### EXERCISE REQUIREMENTS
A. In the article on UGZ variable stars, what normal range is given for RX And?
B. Render this sentence from the article on UGZ variable stars in Spanish: "The cycles are fairly short and the amplitude of the curve is 3-4 magnitudes."

======== TEXT PROVIDED

UGZ or not UGZ, that is the question...

Post date: 27-Mar-2009 16:40:01

By Mike Simonsen SXN

The old adage "you can’t believe everything you read" was never truer than for cataclysmic variables of the type UGZ. Named after the prototype Z Camelopardalis, the most distinguishing property of UGZ type CVs are the "standstills" they occasionally undergo in their cycles. This is described in the definition from the General Catalog of Variable Stars (GCVS):

"Z Camelopardalis-type stars. These also show cyclic outbursts, differing from UGSS variables by the fact that sometimes after an outburst they do not return to the original brightness, but during several cycles retain a magnitude between maximum and minimum. The values of cycles are from 10 to 40 days, while light amplitudes are from 2 to 5 mag in V."

Do all UGZs exhibit standstills? Are objects that don’t exhibit standstills therefore, not UGZs? It would seem fairly straightforward from the GCVS definition, but things are seldom as simple as they seem in the world of variable stars.

Since this article is intended for visual observers, we will discuss only objects that have outburst magnitudes of 13.5V or brighter. Our primary sources for information on type, position, magnitude range, period, etc., are the GCVS and the Catalog and Atlas of Cataclysmic Variables As you will see, even these two well-respected sources don’t always agree on the facts, and in some cases both are wrong!

RX And- (0058+40) With a normal range of 10.3-14.0V, this star is easy to follow at all times during its cycle in modest sized telescopes. A quick look at the AAVSO light curve for this star for the last 700 days will show two obvious standstills after outbursts. ( ) The cycles are fairly short and the amplitude of the curve is 3-4 magnitudes. This is a typical UGZ, showing all the normal characteristics defined in the GCVS.

TW Tri- (0130+31) Outbursting to 13th magnitude a little less often than the 40 days defined in GCVS, the case for TW Tri’s UGZ-ness is less clear. There are no obvious standstills in the AAVSO light curves, possibly because the magnitude at which it might rest before returning to quiescence (15th mag?) is too faint for most visual observers to record. Another very similar star is VW Vul (2053+25). Outbursting as bright as 13.1 at times and having a minimum in the 16th magnitude range, short standstills occur in the mid-14’s and can be difficult to follow visually.

================
======== PROVIDED DATA

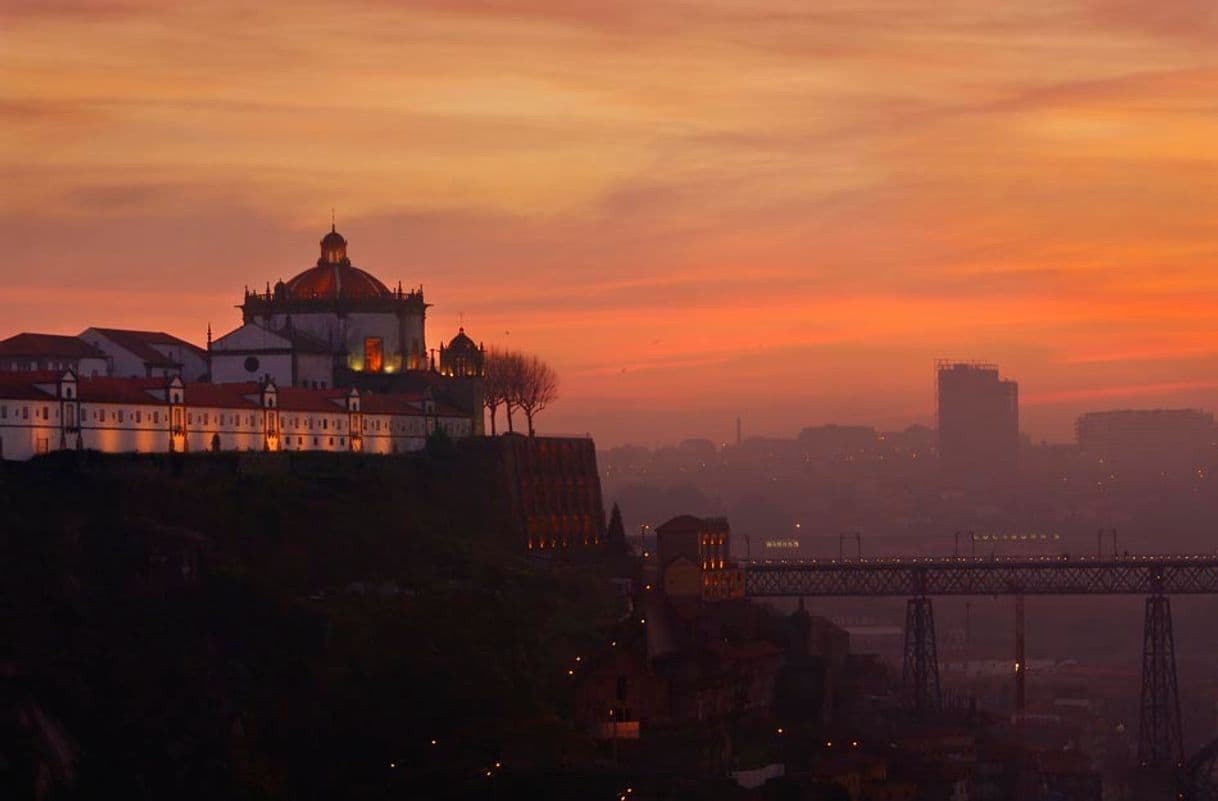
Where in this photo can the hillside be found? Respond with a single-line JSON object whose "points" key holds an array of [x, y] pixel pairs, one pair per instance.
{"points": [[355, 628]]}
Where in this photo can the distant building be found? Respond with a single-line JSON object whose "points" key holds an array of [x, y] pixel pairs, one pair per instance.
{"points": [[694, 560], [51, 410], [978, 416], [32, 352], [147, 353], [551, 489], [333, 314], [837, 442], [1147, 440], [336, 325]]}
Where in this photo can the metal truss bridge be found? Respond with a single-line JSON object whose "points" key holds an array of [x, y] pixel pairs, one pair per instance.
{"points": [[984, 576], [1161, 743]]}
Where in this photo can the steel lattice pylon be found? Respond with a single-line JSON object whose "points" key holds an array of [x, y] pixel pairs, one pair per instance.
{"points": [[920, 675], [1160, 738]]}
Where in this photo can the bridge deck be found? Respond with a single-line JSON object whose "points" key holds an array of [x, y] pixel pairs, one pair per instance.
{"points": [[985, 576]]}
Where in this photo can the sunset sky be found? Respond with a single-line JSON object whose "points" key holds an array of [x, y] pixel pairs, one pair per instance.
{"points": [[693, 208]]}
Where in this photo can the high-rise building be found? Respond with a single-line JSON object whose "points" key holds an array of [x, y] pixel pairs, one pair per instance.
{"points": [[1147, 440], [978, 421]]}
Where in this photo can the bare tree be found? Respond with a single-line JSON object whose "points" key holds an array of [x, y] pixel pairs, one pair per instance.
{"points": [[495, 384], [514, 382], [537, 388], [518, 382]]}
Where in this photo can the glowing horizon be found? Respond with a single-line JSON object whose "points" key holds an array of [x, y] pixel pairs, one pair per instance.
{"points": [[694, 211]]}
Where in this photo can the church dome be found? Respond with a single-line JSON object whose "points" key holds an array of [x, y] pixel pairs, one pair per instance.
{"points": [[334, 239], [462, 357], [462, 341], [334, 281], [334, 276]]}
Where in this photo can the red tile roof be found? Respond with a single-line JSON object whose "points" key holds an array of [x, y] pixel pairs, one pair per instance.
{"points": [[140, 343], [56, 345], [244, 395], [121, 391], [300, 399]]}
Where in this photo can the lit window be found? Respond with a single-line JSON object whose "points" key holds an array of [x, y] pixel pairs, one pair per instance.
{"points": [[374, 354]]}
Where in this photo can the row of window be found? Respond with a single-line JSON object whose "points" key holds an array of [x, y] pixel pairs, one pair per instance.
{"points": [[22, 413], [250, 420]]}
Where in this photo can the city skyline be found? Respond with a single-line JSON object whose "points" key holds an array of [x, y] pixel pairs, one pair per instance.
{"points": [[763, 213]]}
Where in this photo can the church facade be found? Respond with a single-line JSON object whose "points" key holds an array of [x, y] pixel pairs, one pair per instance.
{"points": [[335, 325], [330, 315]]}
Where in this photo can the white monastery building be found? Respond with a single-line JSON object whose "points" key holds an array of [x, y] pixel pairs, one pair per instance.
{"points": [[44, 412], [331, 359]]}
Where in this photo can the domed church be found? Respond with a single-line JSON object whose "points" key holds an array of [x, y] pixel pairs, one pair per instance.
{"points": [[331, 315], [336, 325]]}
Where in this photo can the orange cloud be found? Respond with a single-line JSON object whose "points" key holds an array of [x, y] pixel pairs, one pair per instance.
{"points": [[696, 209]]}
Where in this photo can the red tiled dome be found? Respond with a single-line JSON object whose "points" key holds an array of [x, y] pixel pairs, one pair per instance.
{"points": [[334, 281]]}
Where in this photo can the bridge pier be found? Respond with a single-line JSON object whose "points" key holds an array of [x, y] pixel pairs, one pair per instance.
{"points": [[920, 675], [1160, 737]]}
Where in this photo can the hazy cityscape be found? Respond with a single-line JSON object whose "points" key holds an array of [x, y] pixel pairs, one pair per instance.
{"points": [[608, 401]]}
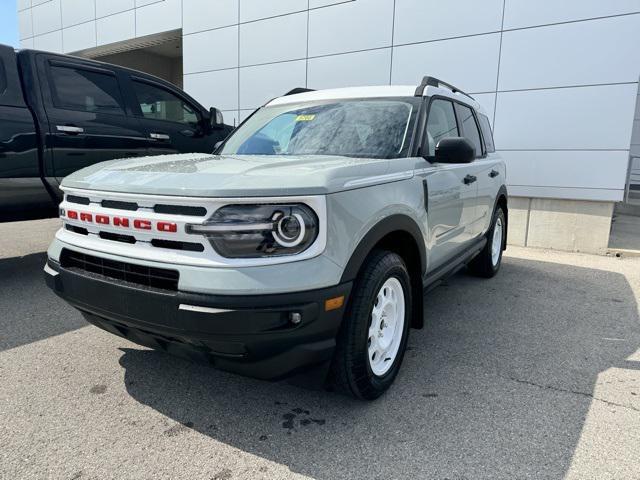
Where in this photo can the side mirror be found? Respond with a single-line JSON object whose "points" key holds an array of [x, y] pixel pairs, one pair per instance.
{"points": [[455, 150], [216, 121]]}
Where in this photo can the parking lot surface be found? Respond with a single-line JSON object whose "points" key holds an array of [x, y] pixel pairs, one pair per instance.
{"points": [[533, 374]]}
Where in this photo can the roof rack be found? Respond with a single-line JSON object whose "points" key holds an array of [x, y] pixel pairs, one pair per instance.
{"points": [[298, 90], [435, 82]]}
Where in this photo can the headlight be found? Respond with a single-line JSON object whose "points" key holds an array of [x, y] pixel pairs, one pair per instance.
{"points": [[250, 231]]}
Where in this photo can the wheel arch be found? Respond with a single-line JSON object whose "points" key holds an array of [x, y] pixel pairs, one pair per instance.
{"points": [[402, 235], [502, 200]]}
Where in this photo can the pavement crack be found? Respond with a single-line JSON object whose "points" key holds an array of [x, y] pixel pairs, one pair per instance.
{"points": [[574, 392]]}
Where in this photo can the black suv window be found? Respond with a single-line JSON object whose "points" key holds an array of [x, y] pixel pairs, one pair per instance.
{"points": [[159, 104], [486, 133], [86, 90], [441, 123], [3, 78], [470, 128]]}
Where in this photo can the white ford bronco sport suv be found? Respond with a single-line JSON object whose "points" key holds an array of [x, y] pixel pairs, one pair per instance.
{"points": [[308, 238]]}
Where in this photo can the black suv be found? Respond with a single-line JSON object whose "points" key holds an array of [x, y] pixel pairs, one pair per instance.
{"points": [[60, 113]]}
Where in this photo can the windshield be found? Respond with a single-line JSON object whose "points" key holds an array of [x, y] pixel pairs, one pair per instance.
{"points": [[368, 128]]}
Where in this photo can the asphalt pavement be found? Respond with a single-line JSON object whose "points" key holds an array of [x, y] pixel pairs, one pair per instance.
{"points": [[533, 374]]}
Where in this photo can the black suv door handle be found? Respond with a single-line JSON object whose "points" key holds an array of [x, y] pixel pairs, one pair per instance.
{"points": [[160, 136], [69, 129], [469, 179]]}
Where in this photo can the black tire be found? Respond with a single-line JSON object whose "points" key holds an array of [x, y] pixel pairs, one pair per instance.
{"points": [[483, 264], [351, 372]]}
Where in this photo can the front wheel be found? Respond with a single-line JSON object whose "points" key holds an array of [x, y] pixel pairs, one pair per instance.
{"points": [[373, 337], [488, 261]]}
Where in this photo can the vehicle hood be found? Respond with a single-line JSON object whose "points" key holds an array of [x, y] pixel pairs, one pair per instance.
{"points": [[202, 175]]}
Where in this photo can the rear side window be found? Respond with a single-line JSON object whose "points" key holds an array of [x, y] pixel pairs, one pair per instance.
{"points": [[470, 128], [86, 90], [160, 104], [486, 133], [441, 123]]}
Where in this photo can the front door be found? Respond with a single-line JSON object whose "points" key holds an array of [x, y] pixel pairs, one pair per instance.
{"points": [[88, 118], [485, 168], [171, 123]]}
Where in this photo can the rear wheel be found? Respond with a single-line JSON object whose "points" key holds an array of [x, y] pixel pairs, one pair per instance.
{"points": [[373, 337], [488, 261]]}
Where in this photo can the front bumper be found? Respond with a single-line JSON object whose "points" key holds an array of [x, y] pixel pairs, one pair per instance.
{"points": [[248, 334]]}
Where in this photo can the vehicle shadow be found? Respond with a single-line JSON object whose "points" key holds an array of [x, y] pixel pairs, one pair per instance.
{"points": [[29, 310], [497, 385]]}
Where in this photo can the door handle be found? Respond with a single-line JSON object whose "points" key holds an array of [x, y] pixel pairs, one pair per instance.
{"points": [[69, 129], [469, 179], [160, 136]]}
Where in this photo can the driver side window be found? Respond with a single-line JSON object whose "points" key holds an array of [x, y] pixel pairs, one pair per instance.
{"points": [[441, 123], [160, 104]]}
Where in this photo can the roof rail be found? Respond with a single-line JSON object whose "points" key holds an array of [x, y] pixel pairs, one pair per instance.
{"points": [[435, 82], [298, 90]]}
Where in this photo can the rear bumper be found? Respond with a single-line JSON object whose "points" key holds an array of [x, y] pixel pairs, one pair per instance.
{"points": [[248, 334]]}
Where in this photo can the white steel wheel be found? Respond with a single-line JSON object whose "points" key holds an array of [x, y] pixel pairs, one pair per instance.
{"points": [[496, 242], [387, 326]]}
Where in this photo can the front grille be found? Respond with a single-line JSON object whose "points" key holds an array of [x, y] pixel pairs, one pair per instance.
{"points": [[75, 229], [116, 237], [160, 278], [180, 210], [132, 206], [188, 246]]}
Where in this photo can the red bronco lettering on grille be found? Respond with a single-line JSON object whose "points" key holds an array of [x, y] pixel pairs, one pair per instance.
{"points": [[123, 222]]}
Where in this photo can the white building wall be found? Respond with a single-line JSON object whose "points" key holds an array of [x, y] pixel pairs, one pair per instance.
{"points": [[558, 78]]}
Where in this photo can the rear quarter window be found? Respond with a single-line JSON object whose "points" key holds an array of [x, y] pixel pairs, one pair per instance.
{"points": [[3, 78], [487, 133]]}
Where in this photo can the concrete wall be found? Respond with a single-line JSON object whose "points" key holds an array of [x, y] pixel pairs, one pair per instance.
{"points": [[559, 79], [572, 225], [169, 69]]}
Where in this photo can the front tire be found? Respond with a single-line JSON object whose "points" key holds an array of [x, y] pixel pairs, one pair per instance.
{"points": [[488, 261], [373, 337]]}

================
======== PROVIDED DATA

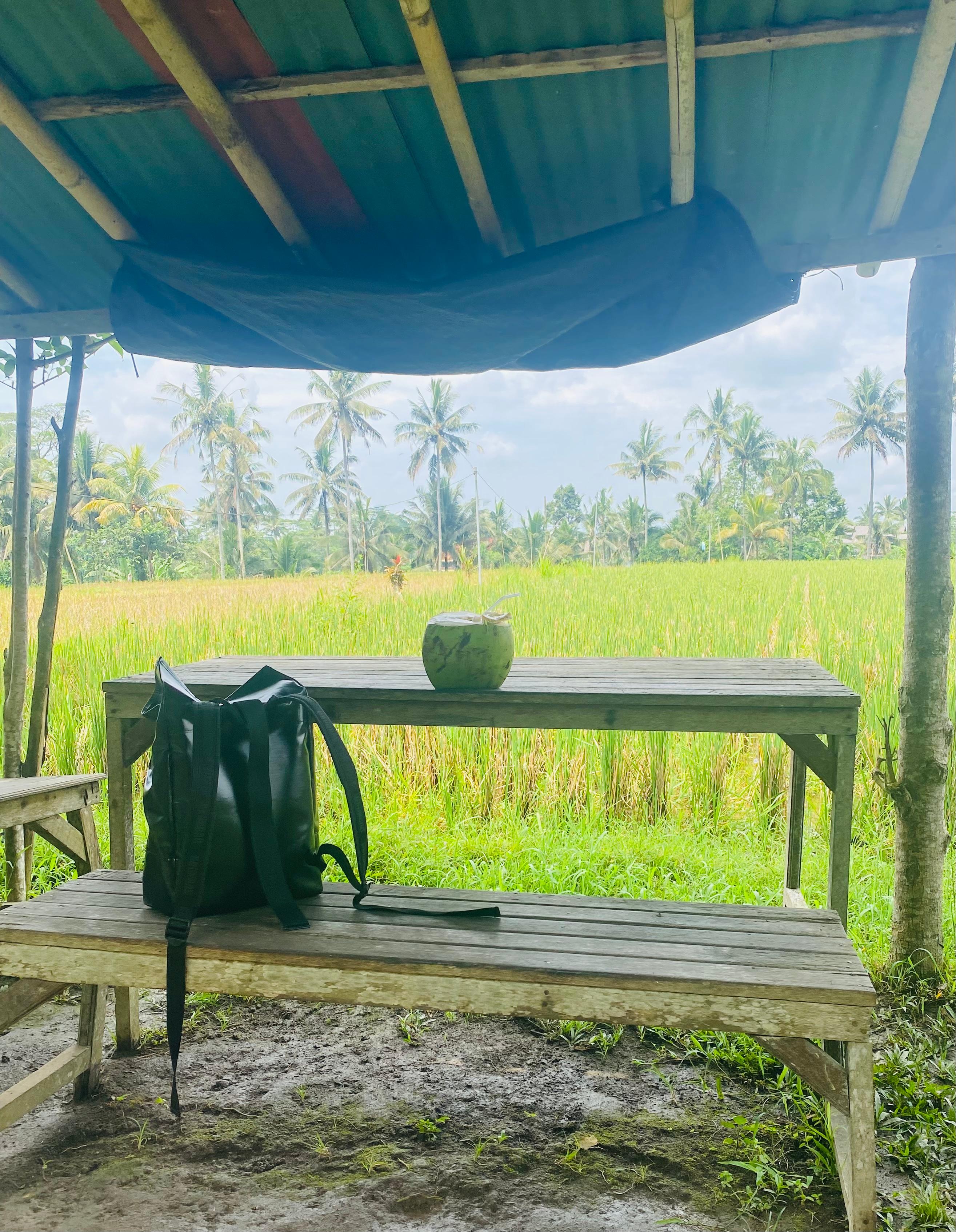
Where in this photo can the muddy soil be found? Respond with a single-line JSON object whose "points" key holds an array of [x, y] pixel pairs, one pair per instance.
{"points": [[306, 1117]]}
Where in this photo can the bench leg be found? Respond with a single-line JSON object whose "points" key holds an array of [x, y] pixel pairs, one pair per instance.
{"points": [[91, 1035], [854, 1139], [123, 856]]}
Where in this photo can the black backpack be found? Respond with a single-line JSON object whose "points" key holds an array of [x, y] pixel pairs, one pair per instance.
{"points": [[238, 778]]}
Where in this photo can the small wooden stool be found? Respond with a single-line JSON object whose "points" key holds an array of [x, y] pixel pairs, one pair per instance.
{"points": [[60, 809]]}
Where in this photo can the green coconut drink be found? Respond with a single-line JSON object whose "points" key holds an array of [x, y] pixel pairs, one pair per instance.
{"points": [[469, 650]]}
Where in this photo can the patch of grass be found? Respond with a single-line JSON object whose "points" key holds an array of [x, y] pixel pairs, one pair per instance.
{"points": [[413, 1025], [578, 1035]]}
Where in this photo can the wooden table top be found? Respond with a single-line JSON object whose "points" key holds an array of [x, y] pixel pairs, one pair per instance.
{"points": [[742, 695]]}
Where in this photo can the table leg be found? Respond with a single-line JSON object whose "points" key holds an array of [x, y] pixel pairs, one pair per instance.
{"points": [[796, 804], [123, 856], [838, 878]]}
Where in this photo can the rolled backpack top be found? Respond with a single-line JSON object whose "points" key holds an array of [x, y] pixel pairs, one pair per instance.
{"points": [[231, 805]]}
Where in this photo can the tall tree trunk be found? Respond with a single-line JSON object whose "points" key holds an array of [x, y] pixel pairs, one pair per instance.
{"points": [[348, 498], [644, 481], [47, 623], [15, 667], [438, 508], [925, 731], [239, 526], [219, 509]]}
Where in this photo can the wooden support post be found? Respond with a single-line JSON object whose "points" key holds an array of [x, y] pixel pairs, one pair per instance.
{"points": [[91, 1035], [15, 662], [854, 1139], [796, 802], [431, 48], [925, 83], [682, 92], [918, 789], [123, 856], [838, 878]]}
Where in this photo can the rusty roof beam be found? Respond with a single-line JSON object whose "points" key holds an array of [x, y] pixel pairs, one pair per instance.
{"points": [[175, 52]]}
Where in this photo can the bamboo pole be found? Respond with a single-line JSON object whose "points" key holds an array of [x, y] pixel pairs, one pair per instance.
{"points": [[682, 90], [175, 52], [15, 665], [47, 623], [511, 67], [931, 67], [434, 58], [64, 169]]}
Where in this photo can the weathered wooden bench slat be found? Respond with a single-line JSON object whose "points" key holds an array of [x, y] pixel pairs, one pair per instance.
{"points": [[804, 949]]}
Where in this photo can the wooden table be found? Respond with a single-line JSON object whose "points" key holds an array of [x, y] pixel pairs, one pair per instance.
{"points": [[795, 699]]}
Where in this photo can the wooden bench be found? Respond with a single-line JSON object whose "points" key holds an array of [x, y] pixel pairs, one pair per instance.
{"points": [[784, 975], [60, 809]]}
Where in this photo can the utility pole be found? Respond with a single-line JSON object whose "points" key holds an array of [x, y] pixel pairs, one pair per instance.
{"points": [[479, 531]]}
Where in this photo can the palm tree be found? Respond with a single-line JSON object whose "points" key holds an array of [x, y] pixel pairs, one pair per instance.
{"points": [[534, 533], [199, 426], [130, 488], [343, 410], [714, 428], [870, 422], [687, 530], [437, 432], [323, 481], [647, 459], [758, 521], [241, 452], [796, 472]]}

================

### TASK SOLUTIONS
A. 10.3-14.0V

B. Los ciclos son bastante cortos y la amplitud de la curva es de 3-4 magnitudes.